### Dataset entries ###

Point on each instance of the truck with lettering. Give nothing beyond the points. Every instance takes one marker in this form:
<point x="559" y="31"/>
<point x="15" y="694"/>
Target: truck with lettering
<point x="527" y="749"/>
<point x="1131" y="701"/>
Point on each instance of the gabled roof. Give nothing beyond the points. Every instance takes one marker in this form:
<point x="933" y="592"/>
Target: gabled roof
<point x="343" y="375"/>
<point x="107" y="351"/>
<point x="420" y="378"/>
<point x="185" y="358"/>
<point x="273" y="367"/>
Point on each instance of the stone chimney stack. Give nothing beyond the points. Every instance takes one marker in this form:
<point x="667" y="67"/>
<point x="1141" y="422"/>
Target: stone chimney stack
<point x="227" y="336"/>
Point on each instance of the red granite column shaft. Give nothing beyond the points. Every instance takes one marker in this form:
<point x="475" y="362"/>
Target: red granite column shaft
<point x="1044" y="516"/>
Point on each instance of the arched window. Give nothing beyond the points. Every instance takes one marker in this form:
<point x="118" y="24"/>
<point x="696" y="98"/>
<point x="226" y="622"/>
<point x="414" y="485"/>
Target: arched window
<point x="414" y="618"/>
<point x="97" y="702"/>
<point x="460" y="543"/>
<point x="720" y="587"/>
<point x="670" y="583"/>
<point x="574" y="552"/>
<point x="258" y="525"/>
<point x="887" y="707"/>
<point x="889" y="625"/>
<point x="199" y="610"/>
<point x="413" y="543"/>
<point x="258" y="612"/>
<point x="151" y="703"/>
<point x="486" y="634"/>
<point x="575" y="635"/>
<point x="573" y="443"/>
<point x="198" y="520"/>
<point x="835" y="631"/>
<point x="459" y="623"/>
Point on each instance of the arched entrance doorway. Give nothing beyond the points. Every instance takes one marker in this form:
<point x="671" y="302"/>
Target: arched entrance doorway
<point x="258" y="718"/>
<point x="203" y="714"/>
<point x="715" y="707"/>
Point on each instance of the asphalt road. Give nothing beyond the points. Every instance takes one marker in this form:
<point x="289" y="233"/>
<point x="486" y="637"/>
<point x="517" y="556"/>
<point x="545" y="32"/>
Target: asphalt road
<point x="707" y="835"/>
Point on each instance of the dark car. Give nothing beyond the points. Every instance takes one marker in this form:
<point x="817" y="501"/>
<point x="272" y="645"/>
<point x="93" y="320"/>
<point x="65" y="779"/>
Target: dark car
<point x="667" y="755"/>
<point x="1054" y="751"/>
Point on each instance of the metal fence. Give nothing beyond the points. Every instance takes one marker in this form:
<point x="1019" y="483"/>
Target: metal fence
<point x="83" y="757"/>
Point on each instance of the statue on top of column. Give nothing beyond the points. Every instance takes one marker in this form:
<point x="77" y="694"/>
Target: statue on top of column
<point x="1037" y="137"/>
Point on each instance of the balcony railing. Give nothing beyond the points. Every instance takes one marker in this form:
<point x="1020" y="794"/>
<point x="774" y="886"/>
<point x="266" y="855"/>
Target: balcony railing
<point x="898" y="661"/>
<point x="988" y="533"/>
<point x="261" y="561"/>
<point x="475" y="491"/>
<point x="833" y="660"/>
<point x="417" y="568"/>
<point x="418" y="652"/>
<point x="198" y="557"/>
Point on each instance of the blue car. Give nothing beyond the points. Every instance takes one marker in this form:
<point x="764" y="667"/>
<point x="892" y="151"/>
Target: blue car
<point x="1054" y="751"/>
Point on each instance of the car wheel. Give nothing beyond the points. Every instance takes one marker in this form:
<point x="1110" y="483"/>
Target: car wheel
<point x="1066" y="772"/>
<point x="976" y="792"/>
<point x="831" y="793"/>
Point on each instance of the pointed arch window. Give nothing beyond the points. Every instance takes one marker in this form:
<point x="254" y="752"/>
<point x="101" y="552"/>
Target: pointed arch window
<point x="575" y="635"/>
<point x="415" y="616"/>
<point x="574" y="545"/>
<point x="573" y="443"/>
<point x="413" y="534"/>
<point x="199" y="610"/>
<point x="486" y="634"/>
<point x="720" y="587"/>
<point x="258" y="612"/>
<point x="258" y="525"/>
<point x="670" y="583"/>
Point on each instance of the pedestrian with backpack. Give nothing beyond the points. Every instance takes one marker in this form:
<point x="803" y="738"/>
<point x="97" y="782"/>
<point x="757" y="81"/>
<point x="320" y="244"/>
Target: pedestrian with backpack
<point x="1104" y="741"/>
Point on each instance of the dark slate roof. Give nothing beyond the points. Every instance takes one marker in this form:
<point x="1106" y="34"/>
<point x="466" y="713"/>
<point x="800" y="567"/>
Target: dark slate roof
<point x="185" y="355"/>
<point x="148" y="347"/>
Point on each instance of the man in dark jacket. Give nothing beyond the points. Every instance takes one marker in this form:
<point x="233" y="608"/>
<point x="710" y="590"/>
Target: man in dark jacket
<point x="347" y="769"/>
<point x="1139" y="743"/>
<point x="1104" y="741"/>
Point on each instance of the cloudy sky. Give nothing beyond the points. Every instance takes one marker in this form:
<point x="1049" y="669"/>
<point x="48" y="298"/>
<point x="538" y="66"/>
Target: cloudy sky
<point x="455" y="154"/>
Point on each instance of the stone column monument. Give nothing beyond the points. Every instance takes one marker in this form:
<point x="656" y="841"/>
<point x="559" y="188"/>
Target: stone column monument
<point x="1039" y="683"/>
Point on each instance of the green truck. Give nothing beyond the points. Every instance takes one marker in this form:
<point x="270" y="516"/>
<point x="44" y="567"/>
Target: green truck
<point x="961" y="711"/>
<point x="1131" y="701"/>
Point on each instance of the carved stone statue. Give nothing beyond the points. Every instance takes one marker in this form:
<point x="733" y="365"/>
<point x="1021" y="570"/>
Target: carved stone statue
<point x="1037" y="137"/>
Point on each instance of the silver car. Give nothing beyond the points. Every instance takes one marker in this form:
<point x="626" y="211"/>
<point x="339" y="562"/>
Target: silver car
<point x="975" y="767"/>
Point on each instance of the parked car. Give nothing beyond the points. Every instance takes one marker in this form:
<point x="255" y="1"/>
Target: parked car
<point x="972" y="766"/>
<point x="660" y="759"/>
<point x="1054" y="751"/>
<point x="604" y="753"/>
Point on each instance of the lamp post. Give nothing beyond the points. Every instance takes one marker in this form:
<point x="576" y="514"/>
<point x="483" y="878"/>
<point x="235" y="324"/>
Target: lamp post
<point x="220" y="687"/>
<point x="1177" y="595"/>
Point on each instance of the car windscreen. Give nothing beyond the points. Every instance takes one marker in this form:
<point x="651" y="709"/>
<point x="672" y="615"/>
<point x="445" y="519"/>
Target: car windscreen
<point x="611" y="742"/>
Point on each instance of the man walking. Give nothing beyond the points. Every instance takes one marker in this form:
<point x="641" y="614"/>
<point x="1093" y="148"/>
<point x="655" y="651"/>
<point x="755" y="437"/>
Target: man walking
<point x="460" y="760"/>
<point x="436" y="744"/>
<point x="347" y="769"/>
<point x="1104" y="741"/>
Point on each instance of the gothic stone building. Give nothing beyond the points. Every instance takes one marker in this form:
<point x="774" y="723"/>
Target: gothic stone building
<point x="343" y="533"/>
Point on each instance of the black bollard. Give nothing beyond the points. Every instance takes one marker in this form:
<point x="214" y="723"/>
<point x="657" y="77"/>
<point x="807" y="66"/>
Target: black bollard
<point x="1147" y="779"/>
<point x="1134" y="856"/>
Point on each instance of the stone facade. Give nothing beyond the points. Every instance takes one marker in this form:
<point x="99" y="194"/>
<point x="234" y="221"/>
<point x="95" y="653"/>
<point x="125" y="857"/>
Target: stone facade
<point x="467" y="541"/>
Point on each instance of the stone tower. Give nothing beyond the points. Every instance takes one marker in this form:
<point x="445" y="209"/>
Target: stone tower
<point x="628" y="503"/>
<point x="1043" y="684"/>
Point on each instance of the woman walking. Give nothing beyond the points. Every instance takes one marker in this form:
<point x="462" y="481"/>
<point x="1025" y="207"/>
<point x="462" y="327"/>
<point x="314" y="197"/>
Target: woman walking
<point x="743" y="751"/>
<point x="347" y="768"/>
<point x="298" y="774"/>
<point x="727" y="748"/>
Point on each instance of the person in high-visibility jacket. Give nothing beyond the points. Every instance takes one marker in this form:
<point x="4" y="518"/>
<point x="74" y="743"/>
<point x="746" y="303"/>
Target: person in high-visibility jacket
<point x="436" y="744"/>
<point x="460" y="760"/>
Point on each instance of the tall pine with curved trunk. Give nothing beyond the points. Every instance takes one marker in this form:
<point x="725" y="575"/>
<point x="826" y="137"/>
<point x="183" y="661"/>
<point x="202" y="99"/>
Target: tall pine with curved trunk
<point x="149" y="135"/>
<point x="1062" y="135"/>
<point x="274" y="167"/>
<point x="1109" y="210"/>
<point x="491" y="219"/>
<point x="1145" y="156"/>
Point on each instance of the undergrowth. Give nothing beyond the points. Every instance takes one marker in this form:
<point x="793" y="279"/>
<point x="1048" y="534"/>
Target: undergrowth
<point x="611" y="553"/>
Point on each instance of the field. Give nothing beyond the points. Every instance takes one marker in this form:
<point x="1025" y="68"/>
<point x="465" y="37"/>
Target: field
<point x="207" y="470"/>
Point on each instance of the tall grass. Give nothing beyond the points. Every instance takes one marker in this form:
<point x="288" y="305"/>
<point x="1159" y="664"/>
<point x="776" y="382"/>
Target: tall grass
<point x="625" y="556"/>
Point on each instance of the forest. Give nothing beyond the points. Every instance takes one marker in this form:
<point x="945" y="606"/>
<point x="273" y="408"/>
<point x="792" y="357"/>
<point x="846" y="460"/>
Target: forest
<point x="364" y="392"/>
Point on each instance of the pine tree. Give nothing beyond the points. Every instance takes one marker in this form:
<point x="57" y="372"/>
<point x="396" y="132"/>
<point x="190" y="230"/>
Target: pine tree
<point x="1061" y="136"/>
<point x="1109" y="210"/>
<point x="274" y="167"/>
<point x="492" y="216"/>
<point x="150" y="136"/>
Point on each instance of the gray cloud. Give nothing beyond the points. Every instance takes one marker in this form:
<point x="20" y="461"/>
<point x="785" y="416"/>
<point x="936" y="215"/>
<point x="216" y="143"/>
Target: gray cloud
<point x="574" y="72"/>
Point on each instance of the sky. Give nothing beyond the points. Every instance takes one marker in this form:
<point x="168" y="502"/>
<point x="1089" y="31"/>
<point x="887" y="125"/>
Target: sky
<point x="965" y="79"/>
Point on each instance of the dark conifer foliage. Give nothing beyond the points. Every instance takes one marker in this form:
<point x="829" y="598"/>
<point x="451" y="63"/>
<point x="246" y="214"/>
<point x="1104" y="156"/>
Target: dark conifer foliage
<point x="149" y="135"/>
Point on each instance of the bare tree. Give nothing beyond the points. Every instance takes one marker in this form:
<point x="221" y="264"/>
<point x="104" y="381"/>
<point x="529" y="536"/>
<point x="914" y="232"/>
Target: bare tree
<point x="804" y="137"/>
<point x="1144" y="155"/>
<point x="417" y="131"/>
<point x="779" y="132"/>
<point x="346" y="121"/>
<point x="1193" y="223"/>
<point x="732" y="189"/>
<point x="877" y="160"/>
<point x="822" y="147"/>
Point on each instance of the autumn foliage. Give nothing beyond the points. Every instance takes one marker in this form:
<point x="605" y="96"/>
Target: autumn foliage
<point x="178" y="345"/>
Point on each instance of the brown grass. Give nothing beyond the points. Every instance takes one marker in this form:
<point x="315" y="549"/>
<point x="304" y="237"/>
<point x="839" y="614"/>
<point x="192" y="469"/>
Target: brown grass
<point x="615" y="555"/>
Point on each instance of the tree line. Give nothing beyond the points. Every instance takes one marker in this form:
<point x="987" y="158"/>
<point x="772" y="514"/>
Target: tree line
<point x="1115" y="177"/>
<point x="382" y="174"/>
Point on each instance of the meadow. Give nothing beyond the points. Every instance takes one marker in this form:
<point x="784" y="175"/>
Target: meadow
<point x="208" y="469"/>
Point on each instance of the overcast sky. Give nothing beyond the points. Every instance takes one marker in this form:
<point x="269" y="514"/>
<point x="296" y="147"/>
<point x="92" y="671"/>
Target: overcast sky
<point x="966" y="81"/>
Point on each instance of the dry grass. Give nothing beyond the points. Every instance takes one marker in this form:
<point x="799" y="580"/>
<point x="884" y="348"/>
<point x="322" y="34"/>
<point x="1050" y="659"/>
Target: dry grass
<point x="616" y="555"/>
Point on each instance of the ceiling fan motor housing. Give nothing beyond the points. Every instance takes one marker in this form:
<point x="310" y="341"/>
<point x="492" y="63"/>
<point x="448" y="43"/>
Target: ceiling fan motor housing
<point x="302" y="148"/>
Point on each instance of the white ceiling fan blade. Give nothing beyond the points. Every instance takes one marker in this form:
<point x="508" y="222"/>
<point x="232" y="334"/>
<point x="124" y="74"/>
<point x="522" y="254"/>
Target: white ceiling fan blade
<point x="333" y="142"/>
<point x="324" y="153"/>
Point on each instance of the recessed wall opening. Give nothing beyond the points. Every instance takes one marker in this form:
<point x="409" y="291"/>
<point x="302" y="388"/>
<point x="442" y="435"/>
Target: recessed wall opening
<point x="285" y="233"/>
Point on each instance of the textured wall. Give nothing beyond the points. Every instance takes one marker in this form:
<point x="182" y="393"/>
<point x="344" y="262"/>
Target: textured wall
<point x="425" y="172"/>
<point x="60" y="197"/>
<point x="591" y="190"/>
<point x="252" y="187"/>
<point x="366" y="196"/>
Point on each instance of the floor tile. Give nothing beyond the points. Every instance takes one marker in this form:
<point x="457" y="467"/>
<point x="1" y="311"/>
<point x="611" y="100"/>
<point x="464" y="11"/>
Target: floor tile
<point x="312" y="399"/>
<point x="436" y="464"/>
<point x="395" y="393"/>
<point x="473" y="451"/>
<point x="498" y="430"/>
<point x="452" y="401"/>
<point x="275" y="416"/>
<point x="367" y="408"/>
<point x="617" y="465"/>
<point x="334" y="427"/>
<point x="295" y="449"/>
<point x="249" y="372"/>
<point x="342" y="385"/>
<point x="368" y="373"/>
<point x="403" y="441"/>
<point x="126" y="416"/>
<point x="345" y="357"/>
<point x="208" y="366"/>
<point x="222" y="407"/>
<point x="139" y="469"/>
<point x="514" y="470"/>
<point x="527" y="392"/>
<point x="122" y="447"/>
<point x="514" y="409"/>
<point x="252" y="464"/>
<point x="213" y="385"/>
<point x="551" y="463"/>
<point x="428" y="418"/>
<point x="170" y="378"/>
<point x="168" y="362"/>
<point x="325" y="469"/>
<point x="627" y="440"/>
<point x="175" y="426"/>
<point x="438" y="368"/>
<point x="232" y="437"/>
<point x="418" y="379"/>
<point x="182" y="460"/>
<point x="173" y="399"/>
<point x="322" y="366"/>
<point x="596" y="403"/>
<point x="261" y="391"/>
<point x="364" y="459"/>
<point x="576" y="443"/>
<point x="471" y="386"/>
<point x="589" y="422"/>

###

> **Task brief**
Pull out each line of the items above that contains the word "arched", copying every such line in full.

> **Response for this exercise**
Point on each instance of the arched window. Give nothing beyond the points. Every instance takes one marker in this form:
Target: arched window
Point on each instance of the arched entrance doorway. Give nothing beyond the points. Every instance takes one marker in this form:
Target: arched entrance doorway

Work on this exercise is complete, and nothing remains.